Stored data ▸

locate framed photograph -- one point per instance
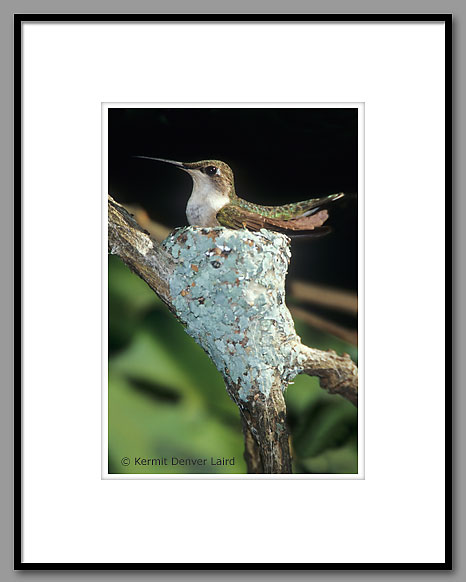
...
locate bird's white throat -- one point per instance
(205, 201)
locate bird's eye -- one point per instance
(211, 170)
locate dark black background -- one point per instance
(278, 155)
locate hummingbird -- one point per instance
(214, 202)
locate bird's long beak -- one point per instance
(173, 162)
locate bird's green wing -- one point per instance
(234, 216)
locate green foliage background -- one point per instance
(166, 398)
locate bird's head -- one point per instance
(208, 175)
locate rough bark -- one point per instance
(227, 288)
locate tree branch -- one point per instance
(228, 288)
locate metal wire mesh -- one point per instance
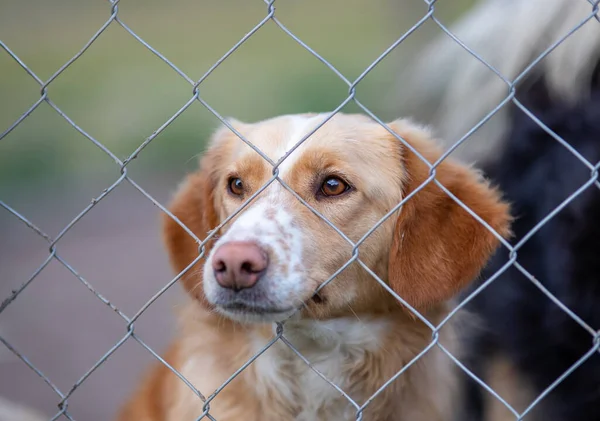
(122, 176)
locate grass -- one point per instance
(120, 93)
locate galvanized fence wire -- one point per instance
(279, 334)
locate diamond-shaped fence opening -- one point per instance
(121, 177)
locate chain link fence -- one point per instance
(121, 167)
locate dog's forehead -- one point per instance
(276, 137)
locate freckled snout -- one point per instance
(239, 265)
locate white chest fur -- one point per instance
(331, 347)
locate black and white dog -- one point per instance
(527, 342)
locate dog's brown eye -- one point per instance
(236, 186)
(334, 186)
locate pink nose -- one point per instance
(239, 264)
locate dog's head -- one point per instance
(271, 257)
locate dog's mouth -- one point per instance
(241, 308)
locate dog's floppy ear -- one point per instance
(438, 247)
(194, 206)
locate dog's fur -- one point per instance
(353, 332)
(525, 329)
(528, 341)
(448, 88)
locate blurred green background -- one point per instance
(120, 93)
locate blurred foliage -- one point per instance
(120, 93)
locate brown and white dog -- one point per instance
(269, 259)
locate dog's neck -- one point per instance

About this task ▸
In the listing above, find the line holding "locate blurred foliage" and the line holding "locate dog's neck -- one point per instance", then output those two lines and every line between them exactly.

Answer box ▸
locate blurred foliage -- one point per instance
(120, 93)
locate brown and white dog -- one point per instance
(269, 259)
locate dog's neck -- one point per instance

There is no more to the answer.